Text provided:
A new study is set to evaluate the safety and tolerability of a treatment in patients with mutations in their progranulin-coding gene (GRN), which causes frontotemporal dementia (FTD) – an early onset degenerative brain disease which is invariably fatal.
SORT-IN-2 is an open-label, dual centre study assessing the clinical efficacy of the treatment VES001 in patients with GRN mutations who are currently asymptomatic.
It will be performed at one clinical centre in the Netherlands and another in the United Kingdom. The first patient has now been enrolled and enrolment and dosing is expected to be completed by mid-2025.
Mads Fuglsang Kjølby, co-Founder and interim Chief Medical Officer at Vesper Bio, which is carrying out the trial, said: “The aim of this study is to further demonstrate the safety and tolerability of VES001 and confirm whether VES001 has a positive effect on progranulin levels in the cerebrospinal fluid and blood plasma of these patients.
“Progranulin is vital for maintaining neuronal health, however, progranulin levels in asymptomatic people with GRN mutations are typically half that of people without such mutations.
“Based on the data from our successful First-in-Human trial, we believe VES001 will normalise progranulin levels, and thus has great potential to slow or even arrest FTD(GRN) disease progression.”
Paul Little, CEO at Vesper Bio, said: “It is an incredible achievement by the Vesper team that we have been able to progress VES001 so quickly into this next clinical trial phase.
“We are committed to bringing this important new oral treatment option to families living with FTD, where there is no approved therapy available today. We are all striving for a future free from FTD for patients and their families.”
The SORT-IN-2 study will be conducted at Erasmus University Medical Centre, Rotterdam, the Netherlands, under principal investigator Professor Harro Seelaar; and the Leonard Wolfson Experimental Neurology Centre clinical research facility, National Hospital for Neurology and Neurosurgery, University College London, UK, under principal investigator Professor Jonathan Rohrer.

Exercise requirements:
**1)** Do these statements agree with the SORT-IN-2 article? Answer yes or no for each and quote the deciding words: (a) the study enrolls patients with GRN mutations who already show symptoms; (b) enrolment and dosing are expected to be finished by mid-2025; (c) Professor Jonathan Rohrer leads the site in Rotterdam.
**2)** Can you turn the paragraph of the SORT-IN-2 article that begins "The SORT-IN-2 study will be conducted" into a short list that keeps each site and its principal investigator?
The rows that come next are separate material, unconnected to the SORT-IN-2 article.

Dataset:
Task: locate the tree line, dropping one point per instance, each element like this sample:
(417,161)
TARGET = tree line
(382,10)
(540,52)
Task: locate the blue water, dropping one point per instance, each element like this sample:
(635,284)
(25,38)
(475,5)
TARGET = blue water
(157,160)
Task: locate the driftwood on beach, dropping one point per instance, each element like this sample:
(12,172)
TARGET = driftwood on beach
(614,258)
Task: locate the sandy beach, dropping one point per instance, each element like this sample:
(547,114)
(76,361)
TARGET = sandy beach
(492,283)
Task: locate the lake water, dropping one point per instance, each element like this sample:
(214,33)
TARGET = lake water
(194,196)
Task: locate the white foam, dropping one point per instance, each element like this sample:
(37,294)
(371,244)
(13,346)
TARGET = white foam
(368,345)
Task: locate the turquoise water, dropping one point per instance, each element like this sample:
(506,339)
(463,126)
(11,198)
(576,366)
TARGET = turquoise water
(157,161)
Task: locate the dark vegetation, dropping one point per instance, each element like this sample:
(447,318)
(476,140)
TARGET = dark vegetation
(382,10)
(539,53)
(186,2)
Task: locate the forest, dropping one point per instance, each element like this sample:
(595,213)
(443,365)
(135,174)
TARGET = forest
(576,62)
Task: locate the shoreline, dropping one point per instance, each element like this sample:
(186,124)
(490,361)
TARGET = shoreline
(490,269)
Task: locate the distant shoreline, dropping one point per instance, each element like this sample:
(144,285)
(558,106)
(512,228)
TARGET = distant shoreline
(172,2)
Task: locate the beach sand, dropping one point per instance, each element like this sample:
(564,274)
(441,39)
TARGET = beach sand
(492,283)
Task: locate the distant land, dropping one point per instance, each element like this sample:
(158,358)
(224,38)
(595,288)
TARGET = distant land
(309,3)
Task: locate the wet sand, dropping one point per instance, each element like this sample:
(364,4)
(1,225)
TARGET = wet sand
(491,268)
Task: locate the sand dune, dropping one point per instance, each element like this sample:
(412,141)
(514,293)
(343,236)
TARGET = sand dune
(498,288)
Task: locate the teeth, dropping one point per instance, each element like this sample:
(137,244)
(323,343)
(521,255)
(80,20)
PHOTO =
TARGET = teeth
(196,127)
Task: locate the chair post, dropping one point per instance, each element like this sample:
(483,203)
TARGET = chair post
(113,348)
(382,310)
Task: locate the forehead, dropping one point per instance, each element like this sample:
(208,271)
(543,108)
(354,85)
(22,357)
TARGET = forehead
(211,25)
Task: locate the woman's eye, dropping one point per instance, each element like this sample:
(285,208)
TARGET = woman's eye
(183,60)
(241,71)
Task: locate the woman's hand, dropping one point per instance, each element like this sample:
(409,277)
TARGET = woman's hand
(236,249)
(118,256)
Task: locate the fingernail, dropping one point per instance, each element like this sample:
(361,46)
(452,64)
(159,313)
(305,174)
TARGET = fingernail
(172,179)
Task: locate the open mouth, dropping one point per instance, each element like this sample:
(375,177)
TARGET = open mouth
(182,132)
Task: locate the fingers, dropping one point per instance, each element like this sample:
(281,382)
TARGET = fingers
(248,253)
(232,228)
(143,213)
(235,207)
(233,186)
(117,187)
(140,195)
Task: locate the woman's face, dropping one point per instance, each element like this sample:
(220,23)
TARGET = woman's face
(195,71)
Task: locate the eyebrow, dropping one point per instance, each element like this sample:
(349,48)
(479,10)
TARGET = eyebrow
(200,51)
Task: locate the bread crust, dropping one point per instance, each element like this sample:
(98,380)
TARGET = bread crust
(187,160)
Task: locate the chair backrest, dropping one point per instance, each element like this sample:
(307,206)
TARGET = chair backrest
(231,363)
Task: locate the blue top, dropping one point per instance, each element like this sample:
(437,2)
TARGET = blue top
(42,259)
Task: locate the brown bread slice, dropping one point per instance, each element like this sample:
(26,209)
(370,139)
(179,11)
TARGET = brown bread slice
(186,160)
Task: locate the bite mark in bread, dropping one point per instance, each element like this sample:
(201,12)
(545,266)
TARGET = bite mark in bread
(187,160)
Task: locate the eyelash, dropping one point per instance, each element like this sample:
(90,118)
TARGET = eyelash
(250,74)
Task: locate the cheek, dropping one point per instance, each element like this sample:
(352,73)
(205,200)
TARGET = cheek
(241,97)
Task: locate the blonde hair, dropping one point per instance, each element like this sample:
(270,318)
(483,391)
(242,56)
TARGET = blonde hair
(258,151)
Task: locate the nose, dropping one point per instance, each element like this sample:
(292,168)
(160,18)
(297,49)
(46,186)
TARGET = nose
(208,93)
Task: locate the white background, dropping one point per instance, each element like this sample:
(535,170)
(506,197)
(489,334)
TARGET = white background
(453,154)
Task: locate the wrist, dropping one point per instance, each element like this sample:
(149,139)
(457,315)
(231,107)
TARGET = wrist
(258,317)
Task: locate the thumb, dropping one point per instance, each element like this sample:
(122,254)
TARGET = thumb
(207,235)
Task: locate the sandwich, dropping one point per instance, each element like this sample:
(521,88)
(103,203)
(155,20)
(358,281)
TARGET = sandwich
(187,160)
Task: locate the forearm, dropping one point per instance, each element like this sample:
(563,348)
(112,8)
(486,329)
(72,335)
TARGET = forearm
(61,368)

Answers:
**1)**
(a) No: "in patients with GRN mutations who are currently asymptomatic"
(b) Yes: "enrolment and dosing is expected to be completed by mid-2025"
(c) No: "University College London, UK, under principal investigator Professor Jonathan Rohrer"

**2)**
SORT-IN-2 study sites:
- Erasmus University Medical Centre, Rotterdam, the Netherlands: principal investigator Professor Harro Seelaar
- Leonard Wolfson Experimental Neurology Centre clinical research facility, National Hospital for Neurology and Neurosurgery, University College London, UK: principal investigator Professor Jonathan Rohrer